The first time I visited Aghanistan in May 2000, I was 26 years old, and the country was under Taliban rule. I went there to document Afghan women and landmine victims. At the time, the Taliban had banned photography of any living being, so I snuck around with my cameras in a bag, visited people in their homes in Kabul and the provinces, and claimed I was photographing destroyed buildings left by over two decades of war in the country. There were almost no foreigners in Afghanistan then; electricity was rare, television was banned, and my only contact with the outside world was through BBC dispatches on a short-wave radio and through UN officials based in Kabul.
The Taliban rose to power in 1996, vowing stability and an end to the violence raging across the country between warring mujahedeen factions, and to implement rule by Sharia law, or strict Islamic rule. Despite decades of war, Afghans were the most hospitable people I had ever met. I remember driving through the dusty villages of Logar and Wardak provinces, along narrow streets lined with traditional clay compounds, where word spread quickly that a foreigner was passing through. We stopped by people’s homes unannounced, and within an hour, a lavish meal of whatever the family could muster from the garden appeared before us: freshly whipped butter, carefully picked greens, juicy tomatoes, freshly baked bread, and on the rare occasion, meat. People offered whatever they could, because hospitality was an integral part of the culture. I met brave women who were teaching in secret schools for girls–education for girls over 10 was also banned under the Taliban–in basements and behind heavy curtains in their homes, and interviewed educated, professional Afghan women who were relegated to a life behind closed doors and without work.
--------------------
▸ **WHAT YOU HAVE TO DO**: Using the account of Afghanistan under Taliban rule, explain why the writer kept the cameras in a bag and said the photographs were of destroyed buildings.

[Excerpts from a dataset]
--------------------
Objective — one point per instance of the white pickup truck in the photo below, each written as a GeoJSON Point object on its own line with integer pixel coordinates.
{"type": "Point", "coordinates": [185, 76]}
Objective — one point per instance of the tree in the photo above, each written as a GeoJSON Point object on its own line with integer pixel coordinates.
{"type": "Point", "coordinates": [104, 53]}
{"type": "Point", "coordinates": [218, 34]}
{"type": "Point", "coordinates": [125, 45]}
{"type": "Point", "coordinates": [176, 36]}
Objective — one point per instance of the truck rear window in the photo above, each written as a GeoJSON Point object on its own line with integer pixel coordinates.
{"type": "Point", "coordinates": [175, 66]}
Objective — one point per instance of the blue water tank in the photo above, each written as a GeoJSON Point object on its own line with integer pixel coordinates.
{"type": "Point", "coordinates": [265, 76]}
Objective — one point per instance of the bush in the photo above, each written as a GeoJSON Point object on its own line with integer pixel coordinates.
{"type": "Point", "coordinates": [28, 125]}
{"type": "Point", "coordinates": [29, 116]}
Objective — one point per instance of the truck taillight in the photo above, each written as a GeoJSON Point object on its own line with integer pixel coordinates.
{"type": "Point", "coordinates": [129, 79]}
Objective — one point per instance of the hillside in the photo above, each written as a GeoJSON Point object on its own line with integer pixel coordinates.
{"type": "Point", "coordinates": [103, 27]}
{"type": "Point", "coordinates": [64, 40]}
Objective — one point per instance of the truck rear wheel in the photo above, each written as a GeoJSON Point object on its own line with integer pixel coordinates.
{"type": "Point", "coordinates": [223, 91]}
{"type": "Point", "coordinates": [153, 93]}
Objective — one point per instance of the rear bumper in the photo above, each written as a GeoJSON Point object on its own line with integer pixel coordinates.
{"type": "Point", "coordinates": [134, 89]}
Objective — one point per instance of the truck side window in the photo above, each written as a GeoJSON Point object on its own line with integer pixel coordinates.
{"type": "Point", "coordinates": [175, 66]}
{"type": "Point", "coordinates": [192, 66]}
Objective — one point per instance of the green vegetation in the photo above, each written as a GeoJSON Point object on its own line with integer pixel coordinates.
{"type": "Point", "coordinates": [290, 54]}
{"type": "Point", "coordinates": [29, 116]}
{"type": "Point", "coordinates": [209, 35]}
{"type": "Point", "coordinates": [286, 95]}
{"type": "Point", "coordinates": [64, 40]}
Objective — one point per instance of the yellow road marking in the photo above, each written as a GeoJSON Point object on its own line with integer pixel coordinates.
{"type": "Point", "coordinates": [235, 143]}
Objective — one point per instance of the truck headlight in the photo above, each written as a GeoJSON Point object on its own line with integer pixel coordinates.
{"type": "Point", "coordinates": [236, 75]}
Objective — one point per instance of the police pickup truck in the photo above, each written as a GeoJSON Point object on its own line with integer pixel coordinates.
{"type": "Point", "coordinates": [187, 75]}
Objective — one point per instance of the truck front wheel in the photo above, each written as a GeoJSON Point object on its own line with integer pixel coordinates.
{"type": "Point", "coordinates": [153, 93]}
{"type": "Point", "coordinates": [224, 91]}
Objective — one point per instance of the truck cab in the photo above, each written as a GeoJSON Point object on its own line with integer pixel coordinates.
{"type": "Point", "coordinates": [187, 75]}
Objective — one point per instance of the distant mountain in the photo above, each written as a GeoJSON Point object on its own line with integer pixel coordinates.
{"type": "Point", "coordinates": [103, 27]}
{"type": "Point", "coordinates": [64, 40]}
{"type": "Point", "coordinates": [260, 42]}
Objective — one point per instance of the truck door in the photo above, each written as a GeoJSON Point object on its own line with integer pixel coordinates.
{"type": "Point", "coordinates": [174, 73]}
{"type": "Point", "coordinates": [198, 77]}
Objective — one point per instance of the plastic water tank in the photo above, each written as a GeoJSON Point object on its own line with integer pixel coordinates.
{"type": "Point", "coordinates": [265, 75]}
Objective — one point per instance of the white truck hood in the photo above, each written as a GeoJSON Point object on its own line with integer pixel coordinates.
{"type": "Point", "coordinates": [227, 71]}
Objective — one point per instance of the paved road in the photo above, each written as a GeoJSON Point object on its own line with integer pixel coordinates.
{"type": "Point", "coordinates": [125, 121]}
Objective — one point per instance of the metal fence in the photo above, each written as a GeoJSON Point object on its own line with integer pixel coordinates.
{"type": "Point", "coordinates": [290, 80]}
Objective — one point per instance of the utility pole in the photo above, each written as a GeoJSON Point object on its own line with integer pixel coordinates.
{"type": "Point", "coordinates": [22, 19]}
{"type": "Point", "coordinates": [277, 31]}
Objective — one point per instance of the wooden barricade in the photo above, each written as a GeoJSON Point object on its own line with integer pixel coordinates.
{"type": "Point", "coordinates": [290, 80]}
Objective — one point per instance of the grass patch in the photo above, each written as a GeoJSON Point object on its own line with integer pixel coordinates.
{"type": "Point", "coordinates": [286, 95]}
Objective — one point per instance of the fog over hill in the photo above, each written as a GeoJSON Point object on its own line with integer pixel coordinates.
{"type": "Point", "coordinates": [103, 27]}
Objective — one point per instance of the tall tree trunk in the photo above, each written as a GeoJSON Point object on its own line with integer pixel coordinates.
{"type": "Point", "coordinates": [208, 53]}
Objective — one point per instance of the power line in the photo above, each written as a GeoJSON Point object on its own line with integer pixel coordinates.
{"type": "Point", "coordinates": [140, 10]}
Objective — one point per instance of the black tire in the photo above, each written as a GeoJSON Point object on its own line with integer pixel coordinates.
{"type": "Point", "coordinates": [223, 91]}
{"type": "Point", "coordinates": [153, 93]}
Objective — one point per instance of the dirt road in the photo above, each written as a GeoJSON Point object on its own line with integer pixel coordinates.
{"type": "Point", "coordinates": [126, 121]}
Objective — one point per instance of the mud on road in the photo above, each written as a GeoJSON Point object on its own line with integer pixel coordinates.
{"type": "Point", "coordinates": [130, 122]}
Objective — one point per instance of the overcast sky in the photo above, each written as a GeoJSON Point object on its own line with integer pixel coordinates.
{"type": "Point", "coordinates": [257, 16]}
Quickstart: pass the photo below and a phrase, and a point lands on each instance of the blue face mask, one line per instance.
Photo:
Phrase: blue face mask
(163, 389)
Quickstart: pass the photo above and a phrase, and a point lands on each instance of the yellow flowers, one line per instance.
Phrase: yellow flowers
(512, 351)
--------------------
▸ **ANSWER SECTION**: The Taliban had banned photography of any living being. So the writer hid the cameras and claimed to be photographing buildings destroyed by more than two decades of war, while in fact visiting people in their homes to document Afghan women and landmine victims.